──────── PASAJE DE ORIGEN ────────
El jinete polaco en la Mágina que todos tenemos

'El jinete polaco', pintura de Rembrandt que le da nombre al libro.

He tenido una curiosa relación con El jinete polaco, de Antonio Muñoz Molina (1991). Lo intenté leer hace tiempo, años atrás, recomendación mediante. Pero no pude. No tuve fuerzas al comprenderlo como una de esas obras que convierten la narración en un ladrillo a base de jugar sin sentido con los signos de puntuación y con el andarse por las ramas según van desmadejando su mensaje hasta el punto en el que, entre una cosa y otra, el lector -o sea, yo- acaba fuera de la novela, sin enterarse de mucho y con la frustración de verse abocado a dejar algo empezado.

Puede que este fuera el primer libro con el que decidír no obligarme a seguir leyendo algo que, por lo que fuera, no me entraba en ese momento. Rendirse pasó a ser una opción; y sana, debo añadir. Aunque en el momento fue una pequeña humillación,  ahora que lo pienso no sé si tan dudoso honor le corresponde a La Montaña del Alma, del chino Gao Xingjian, con el que sencillamente no he podido en mis dos intentos previos. Se me hace bola, qué les puedo decir.

jinete02Pero volvamos a El jinete polaco. Las páginas de la pequeña edición de bolsillo que tengo ya hace tiempo que empezaron a amarillear. Lo que no cambió fue la primera frase sin puntos, que abarca -calculo a ojímetro– unas 300 páginas. Exagero, pero por poco. El caso es que es una obra exigente y cuyo aroma en el paladar, de primeras, es áspero. Pero una vez que uno hace el oído a ese idioma particular que usa el autor, el lector se topa con un texto que recompensa el esfuerzo con creces.
──────── DATOS PROPORCIONADOS ────────
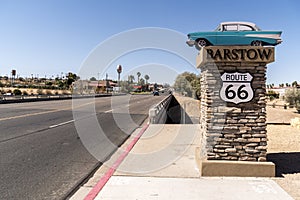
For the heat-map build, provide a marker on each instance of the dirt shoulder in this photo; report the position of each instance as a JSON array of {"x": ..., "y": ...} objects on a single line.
[{"x": 284, "y": 149}]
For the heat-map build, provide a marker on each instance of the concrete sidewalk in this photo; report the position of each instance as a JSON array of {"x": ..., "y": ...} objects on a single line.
[{"x": 162, "y": 166}]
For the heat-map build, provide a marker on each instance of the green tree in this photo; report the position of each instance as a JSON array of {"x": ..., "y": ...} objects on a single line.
[
  {"x": 294, "y": 84},
  {"x": 142, "y": 81},
  {"x": 292, "y": 96}
]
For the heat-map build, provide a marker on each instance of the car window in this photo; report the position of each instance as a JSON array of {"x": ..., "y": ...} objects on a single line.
[
  {"x": 245, "y": 28},
  {"x": 230, "y": 27},
  {"x": 218, "y": 28}
]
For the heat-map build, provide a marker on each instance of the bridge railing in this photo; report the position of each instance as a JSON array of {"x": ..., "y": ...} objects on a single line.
[
  {"x": 158, "y": 112},
  {"x": 31, "y": 98}
]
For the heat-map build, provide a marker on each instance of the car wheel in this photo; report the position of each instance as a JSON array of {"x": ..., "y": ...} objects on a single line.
[
  {"x": 256, "y": 43},
  {"x": 201, "y": 43}
]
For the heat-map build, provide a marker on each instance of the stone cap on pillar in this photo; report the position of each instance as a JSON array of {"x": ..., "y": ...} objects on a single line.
[{"x": 235, "y": 54}]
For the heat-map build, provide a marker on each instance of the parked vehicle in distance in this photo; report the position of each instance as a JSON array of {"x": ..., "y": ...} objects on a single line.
[
  {"x": 234, "y": 33},
  {"x": 155, "y": 93}
]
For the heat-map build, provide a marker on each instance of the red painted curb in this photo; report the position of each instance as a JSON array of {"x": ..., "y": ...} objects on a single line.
[{"x": 104, "y": 179}]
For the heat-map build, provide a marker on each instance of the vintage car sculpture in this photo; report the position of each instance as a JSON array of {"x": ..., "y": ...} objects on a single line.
[{"x": 235, "y": 33}]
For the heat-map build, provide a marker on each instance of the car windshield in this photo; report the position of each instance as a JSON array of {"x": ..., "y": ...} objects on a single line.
[
  {"x": 257, "y": 28},
  {"x": 218, "y": 28}
]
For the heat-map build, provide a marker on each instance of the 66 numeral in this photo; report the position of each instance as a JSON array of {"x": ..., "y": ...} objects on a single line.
[{"x": 231, "y": 94}]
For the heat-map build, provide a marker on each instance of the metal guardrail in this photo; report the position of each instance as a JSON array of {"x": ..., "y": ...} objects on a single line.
[
  {"x": 4, "y": 99},
  {"x": 158, "y": 113}
]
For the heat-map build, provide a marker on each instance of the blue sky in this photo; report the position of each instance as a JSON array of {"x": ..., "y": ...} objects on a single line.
[{"x": 47, "y": 37}]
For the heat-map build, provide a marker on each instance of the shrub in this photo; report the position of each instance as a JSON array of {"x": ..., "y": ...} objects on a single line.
[
  {"x": 48, "y": 92},
  {"x": 17, "y": 92},
  {"x": 292, "y": 96}
]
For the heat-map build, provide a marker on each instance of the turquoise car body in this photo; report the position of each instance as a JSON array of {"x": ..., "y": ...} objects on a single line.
[{"x": 235, "y": 33}]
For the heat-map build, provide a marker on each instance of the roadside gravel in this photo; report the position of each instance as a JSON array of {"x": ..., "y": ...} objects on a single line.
[{"x": 284, "y": 149}]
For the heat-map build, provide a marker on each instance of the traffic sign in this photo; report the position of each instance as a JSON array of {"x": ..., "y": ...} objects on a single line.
[{"x": 236, "y": 87}]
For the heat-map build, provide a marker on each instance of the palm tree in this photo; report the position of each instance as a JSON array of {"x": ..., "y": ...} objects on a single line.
[
  {"x": 147, "y": 78},
  {"x": 138, "y": 74},
  {"x": 130, "y": 78}
]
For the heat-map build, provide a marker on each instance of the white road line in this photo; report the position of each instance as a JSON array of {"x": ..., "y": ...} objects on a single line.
[
  {"x": 60, "y": 124},
  {"x": 108, "y": 111}
]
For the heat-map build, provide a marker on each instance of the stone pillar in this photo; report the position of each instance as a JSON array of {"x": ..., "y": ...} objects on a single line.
[{"x": 233, "y": 102}]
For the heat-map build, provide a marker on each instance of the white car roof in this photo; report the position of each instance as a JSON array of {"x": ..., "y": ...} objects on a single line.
[{"x": 246, "y": 23}]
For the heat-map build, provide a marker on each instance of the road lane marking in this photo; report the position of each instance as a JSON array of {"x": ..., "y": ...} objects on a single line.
[
  {"x": 63, "y": 123},
  {"x": 108, "y": 111},
  {"x": 44, "y": 112}
]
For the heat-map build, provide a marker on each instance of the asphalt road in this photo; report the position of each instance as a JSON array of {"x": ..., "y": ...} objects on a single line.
[{"x": 44, "y": 146}]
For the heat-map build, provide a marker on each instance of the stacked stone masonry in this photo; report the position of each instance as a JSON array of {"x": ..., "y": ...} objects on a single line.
[{"x": 233, "y": 131}]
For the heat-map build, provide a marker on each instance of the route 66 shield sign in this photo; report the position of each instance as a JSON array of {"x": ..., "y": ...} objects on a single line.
[{"x": 236, "y": 87}]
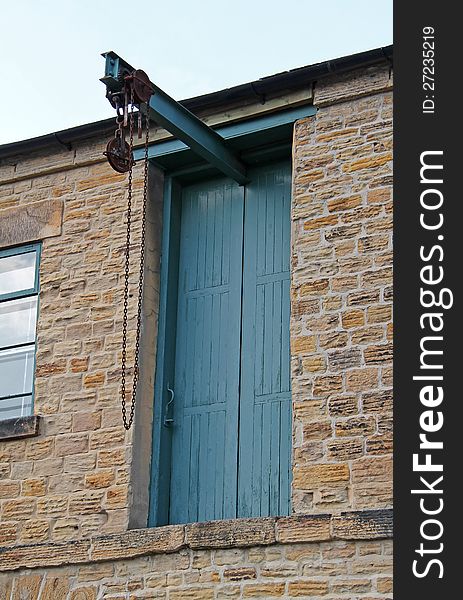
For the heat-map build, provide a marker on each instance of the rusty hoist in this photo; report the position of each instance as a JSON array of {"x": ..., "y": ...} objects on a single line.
[
  {"x": 136, "y": 90},
  {"x": 127, "y": 88}
]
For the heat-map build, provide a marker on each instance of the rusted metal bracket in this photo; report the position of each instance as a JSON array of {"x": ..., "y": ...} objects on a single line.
[{"x": 171, "y": 115}]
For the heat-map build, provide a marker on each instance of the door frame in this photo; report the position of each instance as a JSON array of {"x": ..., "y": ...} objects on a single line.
[{"x": 263, "y": 140}]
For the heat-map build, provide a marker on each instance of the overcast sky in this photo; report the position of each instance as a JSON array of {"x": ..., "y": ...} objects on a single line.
[{"x": 50, "y": 49}]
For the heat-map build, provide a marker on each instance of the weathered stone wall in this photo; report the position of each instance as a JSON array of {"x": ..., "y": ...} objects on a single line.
[
  {"x": 341, "y": 324},
  {"x": 72, "y": 480},
  {"x": 335, "y": 570},
  {"x": 61, "y": 491}
]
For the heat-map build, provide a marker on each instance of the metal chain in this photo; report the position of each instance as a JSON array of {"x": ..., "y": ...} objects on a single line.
[{"x": 128, "y": 422}]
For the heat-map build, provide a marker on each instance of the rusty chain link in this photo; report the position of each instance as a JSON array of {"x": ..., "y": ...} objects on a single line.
[{"x": 128, "y": 421}]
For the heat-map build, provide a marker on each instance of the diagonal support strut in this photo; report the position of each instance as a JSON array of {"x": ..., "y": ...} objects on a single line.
[{"x": 180, "y": 122}]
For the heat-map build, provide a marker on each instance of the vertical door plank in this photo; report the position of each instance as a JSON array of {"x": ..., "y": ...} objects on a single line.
[
  {"x": 265, "y": 403},
  {"x": 207, "y": 363}
]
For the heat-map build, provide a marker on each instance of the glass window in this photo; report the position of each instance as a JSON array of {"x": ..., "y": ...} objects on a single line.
[{"x": 18, "y": 320}]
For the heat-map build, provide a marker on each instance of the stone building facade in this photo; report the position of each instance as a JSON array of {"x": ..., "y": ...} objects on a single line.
[{"x": 74, "y": 485}]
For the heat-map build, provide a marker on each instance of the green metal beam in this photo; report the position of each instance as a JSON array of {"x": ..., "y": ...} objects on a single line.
[{"x": 181, "y": 123}]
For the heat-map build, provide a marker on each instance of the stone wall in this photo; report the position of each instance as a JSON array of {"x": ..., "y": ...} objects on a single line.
[
  {"x": 73, "y": 480},
  {"x": 341, "y": 324},
  {"x": 62, "y": 491},
  {"x": 341, "y": 570}
]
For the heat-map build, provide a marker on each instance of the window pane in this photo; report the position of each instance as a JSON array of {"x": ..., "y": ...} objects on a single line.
[
  {"x": 16, "y": 368},
  {"x": 17, "y": 272},
  {"x": 17, "y": 322},
  {"x": 12, "y": 408}
]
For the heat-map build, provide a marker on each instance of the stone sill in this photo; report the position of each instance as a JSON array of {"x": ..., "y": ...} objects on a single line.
[
  {"x": 236, "y": 533},
  {"x": 21, "y": 427}
]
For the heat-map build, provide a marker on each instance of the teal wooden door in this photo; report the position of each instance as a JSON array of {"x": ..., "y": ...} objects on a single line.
[
  {"x": 231, "y": 435},
  {"x": 265, "y": 402},
  {"x": 207, "y": 365}
]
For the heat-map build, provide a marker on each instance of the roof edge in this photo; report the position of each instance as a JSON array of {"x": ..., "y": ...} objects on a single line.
[{"x": 287, "y": 80}]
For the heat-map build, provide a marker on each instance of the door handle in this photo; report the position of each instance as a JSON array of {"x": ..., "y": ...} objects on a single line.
[{"x": 168, "y": 420}]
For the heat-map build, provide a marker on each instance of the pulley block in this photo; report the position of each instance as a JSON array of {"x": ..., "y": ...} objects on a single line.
[{"x": 119, "y": 155}]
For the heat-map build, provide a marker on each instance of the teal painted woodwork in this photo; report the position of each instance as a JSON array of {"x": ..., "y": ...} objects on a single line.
[
  {"x": 265, "y": 395},
  {"x": 225, "y": 351},
  {"x": 207, "y": 364}
]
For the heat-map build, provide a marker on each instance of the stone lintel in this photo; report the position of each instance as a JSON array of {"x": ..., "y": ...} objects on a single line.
[{"x": 233, "y": 533}]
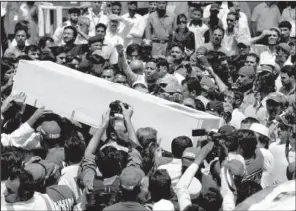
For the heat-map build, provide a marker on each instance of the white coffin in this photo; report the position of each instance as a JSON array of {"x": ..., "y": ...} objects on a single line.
[{"x": 65, "y": 90}]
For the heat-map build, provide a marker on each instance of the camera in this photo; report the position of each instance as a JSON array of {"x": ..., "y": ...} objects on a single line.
[{"x": 115, "y": 107}]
────────
Vuelve a escribir la reseña sobre El jinete polaco completa, sin alterar nada. Los ítems no guardan relación con la reseña sobre El jinete polaco.

PROBLEMA RESUELTO:
El jinete polaco en la Mágina que todos tenemos

'El jinete polaco', pintura de Rembrandt que le da nombre al libro.

He tenido una curiosa relación con El jinete polaco, de Antonio Muñoz Molina (1991). Lo intenté leer hace tiempo, años atrás, recomendación mediante. Pero no pude. No tuve fuerzas al comprenderlo como una de esas obras que convierten la narración en un ladrillo a base de jugar sin sentido con los signos de puntuación y con el andarse por las ramas según van desmadejando su mensaje hasta el punto en el que, entre una cosa y otra, el lector -o sea, yo- acaba fuera de la novela, sin enterarse de mucho y con la frustración de verse abocado a dejar algo empezado.

Puede que este fuera el primer libro con el que decidír no obligarme a seguir leyendo algo que, por lo que fuera, no me entraba en ese momento. Rendirse pasó a ser una opción; y sana, debo añadir. Aunque en el momento fue una pequeña humillación,  ahora que lo pienso no sé si tan dudoso honor le corresponde a La Montaña del Alma, del chino Gao Xingjian, con el que sencillamente no he podido en mis dos intentos previos. Se me hace bola, qué les puedo decir.

jinete02Pero volvamos a El jinete polaco. Las páginas de la pequeña edición de bolsillo que tengo ya hace tiempo que empezaron a amarillear. Lo que no cambió fue la primera frase sin puntos, que abarca -calculo a ojímetro– unas 300 páginas. Exagero, pero por poco. El caso es que es una obra exigente y cuyo aroma en el paladar, de primeras, es áspero. Pero una vez que uno hace el oído a ese idioma particular que usa el autor, el lector se topa con un texto que recompensa el esfuerzo con creces.